Directions for this task:
Copy all of the material exactly. Pictures are not to appear in the copy.

───── Provided entries

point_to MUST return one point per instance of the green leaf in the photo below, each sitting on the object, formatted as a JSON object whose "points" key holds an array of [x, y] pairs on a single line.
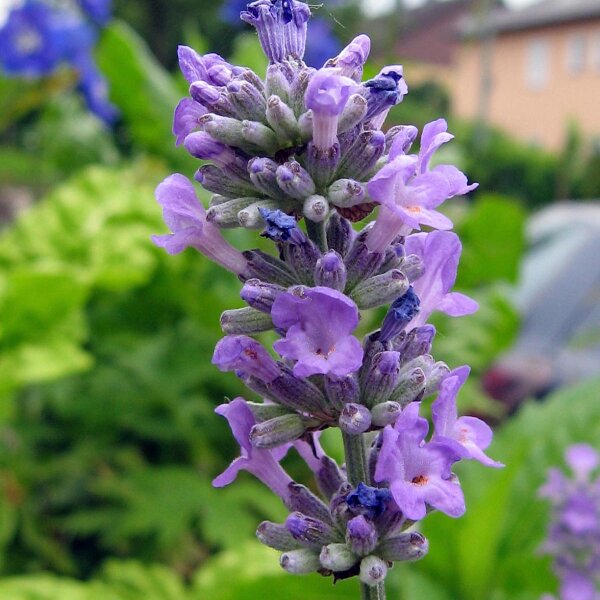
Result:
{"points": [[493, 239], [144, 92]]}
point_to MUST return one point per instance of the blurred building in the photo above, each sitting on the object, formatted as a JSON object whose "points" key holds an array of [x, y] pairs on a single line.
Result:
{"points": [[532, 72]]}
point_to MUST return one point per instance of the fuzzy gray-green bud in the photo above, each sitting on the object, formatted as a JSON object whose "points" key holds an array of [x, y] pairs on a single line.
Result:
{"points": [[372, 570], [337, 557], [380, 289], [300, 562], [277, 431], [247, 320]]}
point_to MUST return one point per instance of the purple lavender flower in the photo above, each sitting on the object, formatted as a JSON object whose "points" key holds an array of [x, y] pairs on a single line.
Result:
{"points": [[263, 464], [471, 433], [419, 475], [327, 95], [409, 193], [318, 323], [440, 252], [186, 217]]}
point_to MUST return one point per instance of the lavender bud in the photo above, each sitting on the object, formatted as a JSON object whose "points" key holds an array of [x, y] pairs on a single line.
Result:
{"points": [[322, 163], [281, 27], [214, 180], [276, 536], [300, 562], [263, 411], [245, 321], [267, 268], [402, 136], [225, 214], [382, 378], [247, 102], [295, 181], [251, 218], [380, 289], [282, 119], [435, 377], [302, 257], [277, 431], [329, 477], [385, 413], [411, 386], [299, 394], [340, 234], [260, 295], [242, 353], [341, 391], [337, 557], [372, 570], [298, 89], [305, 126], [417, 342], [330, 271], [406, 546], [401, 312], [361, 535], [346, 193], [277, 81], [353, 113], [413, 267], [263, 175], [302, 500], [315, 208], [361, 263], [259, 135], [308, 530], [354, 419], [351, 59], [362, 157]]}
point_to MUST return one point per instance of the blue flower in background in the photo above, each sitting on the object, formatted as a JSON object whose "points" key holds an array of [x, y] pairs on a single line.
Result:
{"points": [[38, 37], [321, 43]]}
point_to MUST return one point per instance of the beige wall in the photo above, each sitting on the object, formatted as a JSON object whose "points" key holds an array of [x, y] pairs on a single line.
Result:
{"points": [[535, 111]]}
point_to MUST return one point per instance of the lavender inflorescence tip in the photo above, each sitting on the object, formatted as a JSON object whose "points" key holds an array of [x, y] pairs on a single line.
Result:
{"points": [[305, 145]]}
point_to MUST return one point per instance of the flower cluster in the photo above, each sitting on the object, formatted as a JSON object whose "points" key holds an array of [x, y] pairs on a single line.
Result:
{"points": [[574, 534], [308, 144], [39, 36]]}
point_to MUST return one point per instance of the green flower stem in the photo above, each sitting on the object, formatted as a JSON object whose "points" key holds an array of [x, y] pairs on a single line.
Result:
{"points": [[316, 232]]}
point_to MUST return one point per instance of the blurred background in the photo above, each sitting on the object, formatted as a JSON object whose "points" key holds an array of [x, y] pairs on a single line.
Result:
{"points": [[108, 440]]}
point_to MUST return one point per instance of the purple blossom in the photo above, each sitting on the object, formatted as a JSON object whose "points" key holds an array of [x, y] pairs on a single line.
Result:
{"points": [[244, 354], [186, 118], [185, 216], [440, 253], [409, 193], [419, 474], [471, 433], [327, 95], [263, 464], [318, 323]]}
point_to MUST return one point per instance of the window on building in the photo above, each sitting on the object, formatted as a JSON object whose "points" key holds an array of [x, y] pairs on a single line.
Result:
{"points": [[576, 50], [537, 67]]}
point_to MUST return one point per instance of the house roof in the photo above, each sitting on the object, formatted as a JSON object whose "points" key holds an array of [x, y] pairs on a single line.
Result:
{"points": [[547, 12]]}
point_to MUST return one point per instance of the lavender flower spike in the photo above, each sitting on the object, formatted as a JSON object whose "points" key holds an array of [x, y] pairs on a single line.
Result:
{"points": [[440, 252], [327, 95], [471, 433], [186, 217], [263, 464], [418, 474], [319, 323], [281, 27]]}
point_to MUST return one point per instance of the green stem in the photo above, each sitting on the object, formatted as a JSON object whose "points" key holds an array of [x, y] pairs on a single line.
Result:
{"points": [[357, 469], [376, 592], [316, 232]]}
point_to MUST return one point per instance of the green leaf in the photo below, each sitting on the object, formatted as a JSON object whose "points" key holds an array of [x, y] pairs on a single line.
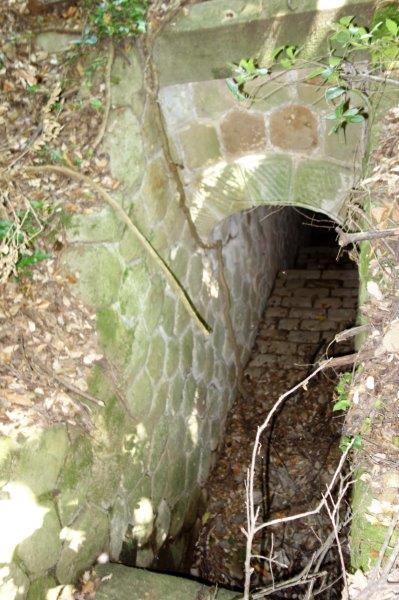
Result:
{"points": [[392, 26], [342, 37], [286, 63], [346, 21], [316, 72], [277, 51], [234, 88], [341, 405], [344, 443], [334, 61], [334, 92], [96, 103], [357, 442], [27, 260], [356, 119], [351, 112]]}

──────────

Exercise result:
point_to MUST return one point per instance of the green leaf in the photo below, each sitting on the object, formatted as a JSON object whose "points" key holds an array of [x, y] pairs on a single line.
Result:
{"points": [[493, 239], [144, 92]]}
point_to MUST return one point per instance of the blurred building in the photo above, each sitting on the object, formatted as a JSON object whose "points" key holds an array of [x, y] pairs on a single line.
Result:
{"points": [[532, 72]]}
point_to MUST return one point per instance of the fuzzy gray-green bud in the photo above, each sitting on the object, formatted as a JSON object whose "points" key holds an array of [x, y] pairs on a single line.
Result:
{"points": [[372, 570], [337, 557], [380, 289], [300, 562], [277, 431], [247, 320]]}
point_to MUST return one point per instance of the purple lavender flower in the photo above, each sitting on the object, formatted as a JSON object whose "points" key holds an array of [x, y] pairs on a single line.
Result:
{"points": [[263, 464], [471, 433], [419, 475], [327, 95], [409, 193], [318, 323], [440, 252], [186, 217]]}
point_to MUST return one point per instance of the lavender bud in the photo above, each sitting on the object, formatted as a JSON object whose "points" key holds an array of [x, y] pairs on a single line.
Result:
{"points": [[322, 163], [281, 27], [214, 180], [276, 536], [300, 562], [263, 411], [245, 321], [267, 268], [402, 136], [225, 214], [382, 378], [247, 102], [295, 181], [251, 218], [380, 289], [282, 119], [435, 377], [302, 257], [277, 431], [329, 477], [385, 413], [411, 386], [299, 394], [340, 234], [260, 295], [242, 353], [341, 391], [337, 557], [372, 570], [298, 89], [305, 126], [417, 342], [330, 271], [406, 546], [401, 312], [361, 535], [346, 193], [277, 81], [353, 113], [413, 267], [263, 175], [302, 500], [315, 208], [361, 263], [259, 135], [308, 530], [354, 419], [351, 59], [362, 157]]}
point_to MUST return one point per instance of the blue flower in background in the photo above, each sitting on the object, formatted as a JSON object whose "points" key holds an array of [x, y] pairs on a single line.
Result:
{"points": [[38, 37], [321, 43]]}
point_to MUST return one point per instance of the beige wall in the photo above, each sitting on the object, formatted as a JSON object whose "points" key holds an array of [x, y] pairs on a single line.
Result:
{"points": [[535, 111]]}
point_to MUST return one point per instance of the lavender inflorescence tip in the photo above, each sitting on the object, formatted as a JSON object whose "points" key holds an array of [x, y] pairs on a single line.
Result:
{"points": [[305, 145]]}
point_to MUST return one point per instance of the flower cluster in the photo above, each sitting on the object, formatted as a JSON object whose "points" key holds an array of [x, y] pairs on a single line.
Result:
{"points": [[574, 534], [308, 144], [39, 36]]}
point_to MUST return one point per instance of the green flower stem in the photo above, each sitting on the object, formatted as a JSON object whose "points" key holds an array of [x, y] pairs on a single line.
Result:
{"points": [[316, 232]]}
point_to MUST return one point per instance of the blurred background in the photo above, each sitting on the object, formatted as a JSON object whose "points" key holds an array of [x, y] pairs on a single line.
Result:
{"points": [[108, 440]]}
point_to MUST return one point per instance of the purple blossom in the photo above, each sitting on the object, formatted as a JSON object whose "points" key holds an array of [x, y] pairs on a single line.
Result:
{"points": [[244, 354], [186, 118], [185, 216], [440, 253], [409, 193], [419, 474], [471, 433], [327, 95], [263, 464], [318, 323]]}
point_to MUST return one point per instance of the window on building in the photo above, each sitting on the object, formatted as a JSON object whose "points" key holds an array of [x, y] pairs on a single line.
Result:
{"points": [[576, 50], [537, 67]]}
point_to MUST return one point per instance of the house roof in the photo above, each sitting on the object, formatted as a JSON object whose "points" key holds an array of [x, y] pairs on a single line.
Result:
{"points": [[547, 12]]}
point_to MUST return one point per instance of the lavender flower spike in the photo above, each sitting on the object, formatted as a JSON object whose "points" key holds an array of [x, y] pairs on a single line.
Result:
{"points": [[440, 252], [327, 95], [471, 433], [186, 217], [263, 464], [418, 474], [319, 323], [281, 27]]}
point_to MUST return one point per instance of the green stem in the photo above, each sitting on the object, formatted as a JSON object whose "points" key holds an array of [x, y] pairs on a single line.
Result:
{"points": [[357, 469], [376, 592], [316, 232]]}
point_to MUST return one point per instance of the green leaf in the photo below, each sitting on the object, formatted as a JSON object whose "points" key holds an array of [x, y] pairs on a single line.
Result:
{"points": [[392, 26], [342, 37], [286, 63], [346, 21], [316, 72], [277, 51], [234, 88], [341, 405], [344, 443], [334, 61], [334, 92], [96, 103], [357, 442], [27, 260], [356, 119], [351, 112]]}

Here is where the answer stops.